Assigned task.
Only the lines from the one containing "Target: door handle" through the last line of the entries are wanted. Transcribe them exactly.

Provided records.
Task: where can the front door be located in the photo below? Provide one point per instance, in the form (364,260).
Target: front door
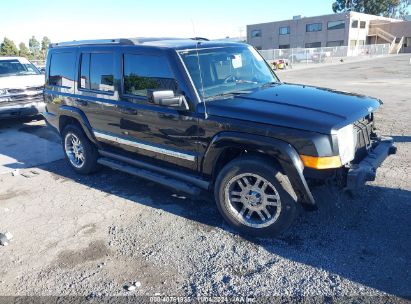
(157,132)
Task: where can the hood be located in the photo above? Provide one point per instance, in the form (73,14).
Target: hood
(296,106)
(21,81)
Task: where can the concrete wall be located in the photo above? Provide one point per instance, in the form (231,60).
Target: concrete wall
(399,30)
(299,37)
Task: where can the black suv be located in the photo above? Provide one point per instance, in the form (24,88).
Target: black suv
(193,114)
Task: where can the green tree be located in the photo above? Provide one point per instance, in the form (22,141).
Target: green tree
(44,46)
(8,48)
(388,8)
(34,46)
(24,51)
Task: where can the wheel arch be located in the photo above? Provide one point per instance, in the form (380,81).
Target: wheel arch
(68,115)
(227,146)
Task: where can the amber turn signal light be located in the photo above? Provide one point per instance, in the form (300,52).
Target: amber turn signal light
(321,162)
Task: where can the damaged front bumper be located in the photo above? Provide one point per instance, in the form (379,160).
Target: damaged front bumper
(365,171)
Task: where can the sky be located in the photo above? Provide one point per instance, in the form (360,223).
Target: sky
(96,19)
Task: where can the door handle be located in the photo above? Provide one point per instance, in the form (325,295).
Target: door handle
(128,111)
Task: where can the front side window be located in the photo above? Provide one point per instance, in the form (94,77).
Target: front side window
(143,73)
(17,67)
(228,70)
(285,30)
(336,25)
(96,72)
(62,69)
(255,33)
(314,27)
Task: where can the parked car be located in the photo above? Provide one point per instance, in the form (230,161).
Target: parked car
(308,55)
(194,115)
(21,88)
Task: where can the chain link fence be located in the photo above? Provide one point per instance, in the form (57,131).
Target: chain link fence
(299,56)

Result.
Target: door handle
(128,111)
Task: where can the front side window be located in the photo above? Provide one point per instance, in the form (94,77).
Target: front side window
(143,73)
(17,67)
(228,70)
(285,30)
(336,25)
(96,72)
(62,69)
(255,33)
(314,27)
Task: where can the parked car be located in the photo above? Provide one point per instance, in the form (230,161).
Target: parked car
(308,55)
(194,115)
(21,88)
Task: where can the chain link fence be located in the photo above? Provide one point per instance, in the form (57,131).
Target: chain link fence
(299,56)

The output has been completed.